» **Excerto de origem**
┌────────

Foi o seu vínculo de sangue à dinastia Kim que explicou o facto de ela ter mantido a sua posição política, mesmo depois de o seu marido ter sido purgado e executado (e o resto da família dele cercada). Até se disse que foi ela que tomou a decisão de eliminar o seu marido. Apesar de não se poder saber se ela também propôs matá-lo, não seria surpreendente que ela acreditasse, à medida que a sua própria saúde ficava cada vez mais frágil, que não poderia deixar a dinastia da família à responsabilidade do marido.

 

O aspecto possivelmente mais assustador da execução de Jang é que parece fazer parte de uma necessidade de alimentar a especulação, que já tirou a vida a vários elementos de topo e generais. E o derramamento de sangue tem sido extremamente pessoal: em Agosto, Kim Jong-un terá ordenado a execução por um pelotão de fuzilamento de uma ex-namorada e do seu grupo de música; diz-se que as mortes ocorreram em frente às respectivas famílias.

└────────

» **Tarefa proposta 1**
Reproduza do excerto o trecho que vai de "Foi o seu vínculo" a "responsabilidade do marido.".
» **Tarefa proposta 2**
Segundo o excerto, o que terá Kim Jong-un ordenado em Agosto?

» **Registos fornecidos**
┌────────

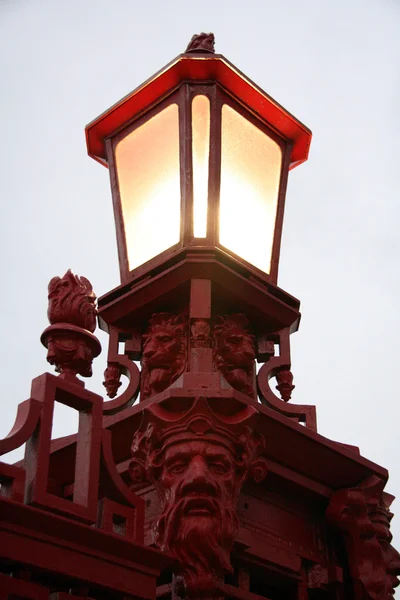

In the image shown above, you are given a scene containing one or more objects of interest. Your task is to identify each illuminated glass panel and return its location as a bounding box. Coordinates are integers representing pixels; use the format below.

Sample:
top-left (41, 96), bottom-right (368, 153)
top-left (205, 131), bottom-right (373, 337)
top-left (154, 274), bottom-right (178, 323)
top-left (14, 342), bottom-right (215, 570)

top-left (115, 104), bottom-right (181, 270)
top-left (192, 95), bottom-right (210, 238)
top-left (219, 104), bottom-right (282, 273)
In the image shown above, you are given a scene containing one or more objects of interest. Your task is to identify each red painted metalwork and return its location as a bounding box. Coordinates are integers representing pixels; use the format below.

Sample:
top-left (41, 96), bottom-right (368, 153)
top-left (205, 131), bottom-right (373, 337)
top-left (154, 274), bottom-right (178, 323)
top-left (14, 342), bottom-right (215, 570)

top-left (86, 53), bottom-right (311, 168)
top-left (0, 34), bottom-right (400, 600)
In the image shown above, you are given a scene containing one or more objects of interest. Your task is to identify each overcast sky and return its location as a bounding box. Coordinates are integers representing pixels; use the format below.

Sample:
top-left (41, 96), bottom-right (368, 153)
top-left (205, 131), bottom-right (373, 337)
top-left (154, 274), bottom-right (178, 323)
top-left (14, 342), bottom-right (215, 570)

top-left (0, 0), bottom-right (400, 572)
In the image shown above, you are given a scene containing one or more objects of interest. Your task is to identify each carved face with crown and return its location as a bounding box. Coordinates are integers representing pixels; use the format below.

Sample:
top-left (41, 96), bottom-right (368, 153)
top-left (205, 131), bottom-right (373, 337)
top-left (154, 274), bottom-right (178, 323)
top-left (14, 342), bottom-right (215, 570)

top-left (131, 398), bottom-right (266, 596)
top-left (141, 313), bottom-right (187, 400)
top-left (212, 315), bottom-right (255, 396)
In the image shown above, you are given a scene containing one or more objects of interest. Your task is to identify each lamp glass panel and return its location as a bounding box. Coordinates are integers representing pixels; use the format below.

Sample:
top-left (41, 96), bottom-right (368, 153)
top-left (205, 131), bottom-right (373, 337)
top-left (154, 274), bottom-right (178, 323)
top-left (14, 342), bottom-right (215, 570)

top-left (192, 94), bottom-right (210, 238)
top-left (115, 104), bottom-right (181, 270)
top-left (219, 104), bottom-right (282, 273)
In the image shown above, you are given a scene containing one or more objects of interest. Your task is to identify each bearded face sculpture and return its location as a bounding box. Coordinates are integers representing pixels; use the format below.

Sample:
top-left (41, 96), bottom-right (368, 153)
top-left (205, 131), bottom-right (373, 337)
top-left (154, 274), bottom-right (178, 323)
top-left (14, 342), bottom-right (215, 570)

top-left (212, 315), bottom-right (256, 396)
top-left (155, 440), bottom-right (240, 595)
top-left (140, 313), bottom-right (187, 400)
top-left (130, 398), bottom-right (266, 597)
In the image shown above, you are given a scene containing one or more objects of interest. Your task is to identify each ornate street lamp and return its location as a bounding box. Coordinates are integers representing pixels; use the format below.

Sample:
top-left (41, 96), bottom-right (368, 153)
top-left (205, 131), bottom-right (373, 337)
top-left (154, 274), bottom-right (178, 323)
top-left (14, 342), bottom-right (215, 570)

top-left (0, 34), bottom-right (400, 600)
top-left (86, 35), bottom-right (311, 283)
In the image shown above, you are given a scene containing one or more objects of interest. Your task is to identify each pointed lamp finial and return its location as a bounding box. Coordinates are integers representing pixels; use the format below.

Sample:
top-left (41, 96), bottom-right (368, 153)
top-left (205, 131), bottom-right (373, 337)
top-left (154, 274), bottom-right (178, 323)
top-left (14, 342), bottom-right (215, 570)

top-left (185, 33), bottom-right (215, 54)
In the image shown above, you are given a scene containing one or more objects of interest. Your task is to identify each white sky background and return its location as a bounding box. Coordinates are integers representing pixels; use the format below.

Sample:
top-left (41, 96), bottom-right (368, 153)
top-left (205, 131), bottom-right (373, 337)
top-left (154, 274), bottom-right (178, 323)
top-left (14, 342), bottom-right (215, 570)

top-left (0, 0), bottom-right (400, 572)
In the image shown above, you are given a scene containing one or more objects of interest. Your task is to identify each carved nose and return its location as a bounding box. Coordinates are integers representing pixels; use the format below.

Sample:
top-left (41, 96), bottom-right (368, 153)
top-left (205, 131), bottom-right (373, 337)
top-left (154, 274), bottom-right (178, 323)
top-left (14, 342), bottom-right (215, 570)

top-left (181, 456), bottom-right (216, 496)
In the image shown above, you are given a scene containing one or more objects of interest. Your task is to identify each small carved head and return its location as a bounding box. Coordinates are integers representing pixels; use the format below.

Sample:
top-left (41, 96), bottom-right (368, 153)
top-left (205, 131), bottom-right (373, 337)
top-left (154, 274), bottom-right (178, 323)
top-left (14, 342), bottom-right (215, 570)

top-left (190, 319), bottom-right (211, 348)
top-left (212, 314), bottom-right (256, 396)
top-left (47, 270), bottom-right (97, 333)
top-left (141, 313), bottom-right (187, 400)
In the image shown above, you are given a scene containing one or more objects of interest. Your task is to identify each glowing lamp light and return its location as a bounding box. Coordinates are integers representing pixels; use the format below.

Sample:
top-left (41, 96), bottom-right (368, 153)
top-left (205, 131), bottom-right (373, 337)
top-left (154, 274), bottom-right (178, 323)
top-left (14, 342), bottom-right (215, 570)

top-left (86, 34), bottom-right (311, 283)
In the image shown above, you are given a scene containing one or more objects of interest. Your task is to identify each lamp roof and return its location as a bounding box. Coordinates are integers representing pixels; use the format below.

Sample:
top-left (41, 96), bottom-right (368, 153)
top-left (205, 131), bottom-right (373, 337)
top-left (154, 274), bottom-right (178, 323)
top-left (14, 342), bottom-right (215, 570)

top-left (85, 52), bottom-right (312, 169)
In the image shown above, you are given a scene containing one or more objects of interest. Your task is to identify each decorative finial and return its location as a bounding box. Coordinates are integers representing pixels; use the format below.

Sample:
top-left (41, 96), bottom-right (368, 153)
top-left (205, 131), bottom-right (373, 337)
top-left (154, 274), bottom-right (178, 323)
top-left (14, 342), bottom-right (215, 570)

top-left (41, 270), bottom-right (101, 382)
top-left (185, 33), bottom-right (215, 54)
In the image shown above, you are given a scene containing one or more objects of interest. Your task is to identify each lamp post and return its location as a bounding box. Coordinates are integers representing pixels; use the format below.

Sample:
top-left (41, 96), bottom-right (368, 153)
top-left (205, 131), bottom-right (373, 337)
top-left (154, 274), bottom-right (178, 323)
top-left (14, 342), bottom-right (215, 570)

top-left (0, 34), bottom-right (400, 600)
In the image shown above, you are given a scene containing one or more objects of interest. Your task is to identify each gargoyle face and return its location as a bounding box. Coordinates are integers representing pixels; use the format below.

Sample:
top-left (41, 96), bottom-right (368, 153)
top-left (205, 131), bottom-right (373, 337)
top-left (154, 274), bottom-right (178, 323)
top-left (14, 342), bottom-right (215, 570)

top-left (141, 314), bottom-right (187, 399)
top-left (156, 441), bottom-right (239, 595)
top-left (213, 317), bottom-right (255, 394)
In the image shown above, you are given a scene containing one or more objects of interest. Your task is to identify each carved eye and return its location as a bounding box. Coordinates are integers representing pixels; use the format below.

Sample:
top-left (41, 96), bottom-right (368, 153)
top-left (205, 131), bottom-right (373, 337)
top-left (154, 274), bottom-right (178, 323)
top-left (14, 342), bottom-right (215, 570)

top-left (168, 463), bottom-right (187, 475)
top-left (210, 462), bottom-right (228, 475)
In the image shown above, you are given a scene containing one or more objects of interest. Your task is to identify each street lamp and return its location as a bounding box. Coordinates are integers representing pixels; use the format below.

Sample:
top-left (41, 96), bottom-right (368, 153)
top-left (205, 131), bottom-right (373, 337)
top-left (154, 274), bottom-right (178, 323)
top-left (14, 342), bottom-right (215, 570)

top-left (86, 36), bottom-right (311, 283)
top-left (0, 34), bottom-right (400, 600)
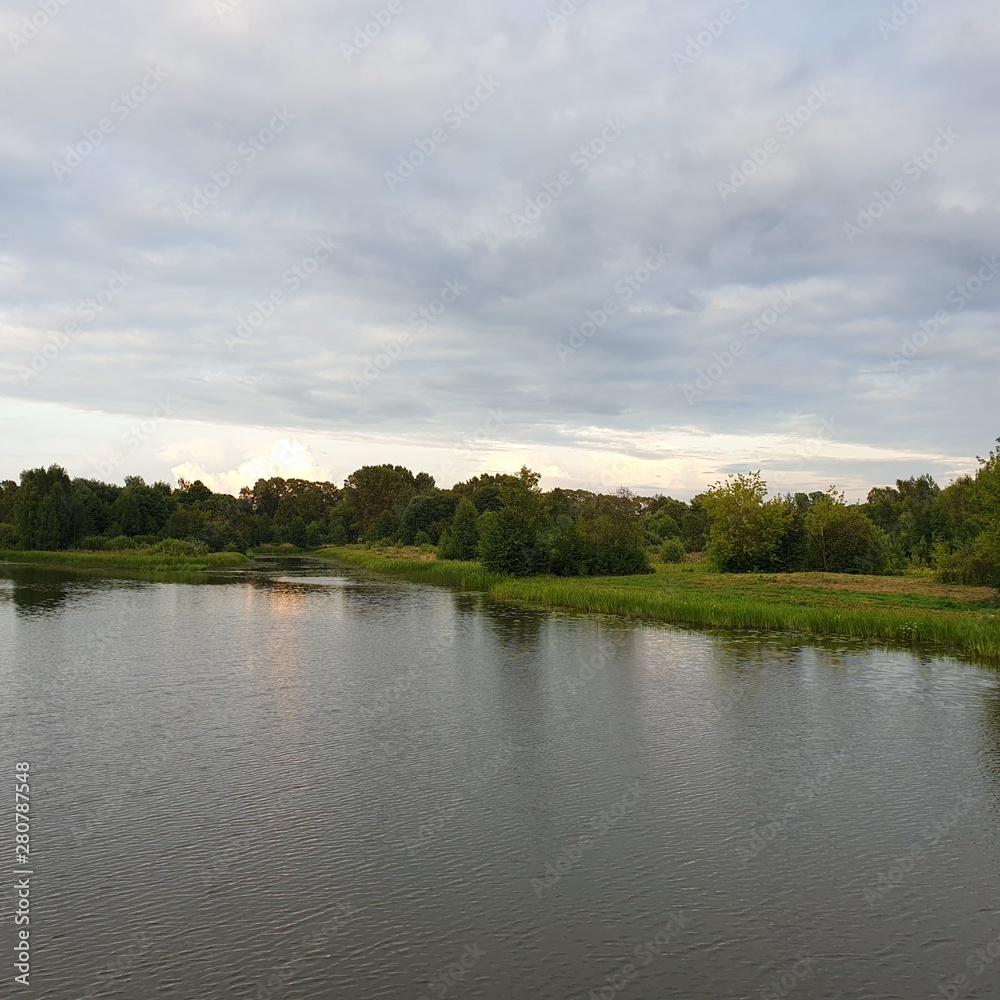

└────────

» **Resposta 1**
Foi o seu vínculo de sangue à dinastia Kim que explicou o facto de ela ter mantido a sua posição política, mesmo depois de o seu marido ter sido purgado e executado (e o resto da família dele cercada). Até se disse que foi ela que tomou a decisão de eliminar o seu marido. Apesar de não se poder saber se ela também propôs matá-lo, não seria surpreendente que ela acreditasse, à medida que a sua própria saúde ficava cada vez mais frágil, que não poderia deixar a dinastia da família à responsabilidade do marido.

» **Resposta 2**
A execução, por um pelotão de fuzilamento, de uma ex-namorada e do seu grupo de música.